§ What needs to be done
Give back, word for word, only the lines from the one containing "Target: concrete promenade" to the end of the listing below.

§ Information provided
>>>
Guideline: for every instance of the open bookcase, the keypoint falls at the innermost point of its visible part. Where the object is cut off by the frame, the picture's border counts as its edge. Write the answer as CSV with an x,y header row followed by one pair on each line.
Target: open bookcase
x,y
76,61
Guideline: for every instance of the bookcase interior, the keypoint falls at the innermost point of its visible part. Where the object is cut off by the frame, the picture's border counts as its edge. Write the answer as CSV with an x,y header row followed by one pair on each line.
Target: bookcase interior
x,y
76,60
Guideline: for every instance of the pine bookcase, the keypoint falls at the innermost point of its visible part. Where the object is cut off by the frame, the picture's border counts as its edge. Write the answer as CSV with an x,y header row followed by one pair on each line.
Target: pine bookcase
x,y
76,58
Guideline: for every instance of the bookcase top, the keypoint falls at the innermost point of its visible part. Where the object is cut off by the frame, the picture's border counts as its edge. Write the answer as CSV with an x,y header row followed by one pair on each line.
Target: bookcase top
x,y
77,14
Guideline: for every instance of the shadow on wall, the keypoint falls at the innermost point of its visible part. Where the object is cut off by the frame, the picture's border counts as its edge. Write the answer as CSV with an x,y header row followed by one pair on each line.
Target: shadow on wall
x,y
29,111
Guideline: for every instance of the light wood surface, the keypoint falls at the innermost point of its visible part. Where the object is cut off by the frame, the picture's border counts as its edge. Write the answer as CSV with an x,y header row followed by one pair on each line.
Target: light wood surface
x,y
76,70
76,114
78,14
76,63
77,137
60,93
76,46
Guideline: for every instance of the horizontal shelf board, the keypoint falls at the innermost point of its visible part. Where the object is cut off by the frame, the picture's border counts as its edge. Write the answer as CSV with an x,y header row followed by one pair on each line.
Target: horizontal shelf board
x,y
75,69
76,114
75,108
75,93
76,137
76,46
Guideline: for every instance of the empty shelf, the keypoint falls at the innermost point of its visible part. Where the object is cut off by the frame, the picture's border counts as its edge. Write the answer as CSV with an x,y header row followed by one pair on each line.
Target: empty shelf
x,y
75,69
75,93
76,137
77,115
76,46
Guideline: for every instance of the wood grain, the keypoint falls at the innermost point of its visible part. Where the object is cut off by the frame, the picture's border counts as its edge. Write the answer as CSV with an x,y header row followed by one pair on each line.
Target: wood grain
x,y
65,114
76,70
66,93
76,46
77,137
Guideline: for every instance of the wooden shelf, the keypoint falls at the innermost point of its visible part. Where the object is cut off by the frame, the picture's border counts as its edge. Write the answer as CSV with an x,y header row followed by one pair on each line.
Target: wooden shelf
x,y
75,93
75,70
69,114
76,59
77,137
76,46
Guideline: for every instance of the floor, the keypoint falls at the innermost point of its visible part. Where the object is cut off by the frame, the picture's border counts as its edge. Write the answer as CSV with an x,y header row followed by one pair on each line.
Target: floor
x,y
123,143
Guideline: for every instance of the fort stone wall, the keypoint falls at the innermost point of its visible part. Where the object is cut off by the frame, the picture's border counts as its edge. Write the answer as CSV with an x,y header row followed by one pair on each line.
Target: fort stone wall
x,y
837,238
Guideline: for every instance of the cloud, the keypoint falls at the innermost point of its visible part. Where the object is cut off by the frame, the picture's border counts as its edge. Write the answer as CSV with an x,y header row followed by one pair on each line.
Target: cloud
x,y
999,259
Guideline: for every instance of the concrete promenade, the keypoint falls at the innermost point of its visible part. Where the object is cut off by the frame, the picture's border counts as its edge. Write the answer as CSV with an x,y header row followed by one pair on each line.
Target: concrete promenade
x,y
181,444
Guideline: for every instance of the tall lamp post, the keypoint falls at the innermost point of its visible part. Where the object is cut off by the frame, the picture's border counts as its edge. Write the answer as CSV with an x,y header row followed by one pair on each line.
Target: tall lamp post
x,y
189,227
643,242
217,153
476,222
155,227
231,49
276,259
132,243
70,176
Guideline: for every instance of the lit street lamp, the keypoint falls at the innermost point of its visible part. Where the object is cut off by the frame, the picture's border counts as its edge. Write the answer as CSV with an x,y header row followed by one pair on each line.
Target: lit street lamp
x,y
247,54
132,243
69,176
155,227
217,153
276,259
<<<
§ Expected answer
Target: concrete promenade
x,y
181,444
Guideline: for every instance of the tall lamp post, the keypoint falls at the innermost point of its visible part. Where the object is cut off by the frame, the picture's border counts as its edge. Write the answer as CSV with an x,y header row followed by one pair on each line.
Target: tall lamp post
x,y
189,227
643,242
217,153
476,222
155,227
231,49
276,259
132,243
70,176
Guideline: for every instance of the lit street lamp, the keypoint falls at the innermost point of its visible part. Where the object is cut off by the frame, the picture's border counts as its edge. Write the answer as CSV with an x,y header row followed by one pair on each line.
Target: lit street lamp
x,y
247,54
132,243
69,176
155,227
217,153
276,259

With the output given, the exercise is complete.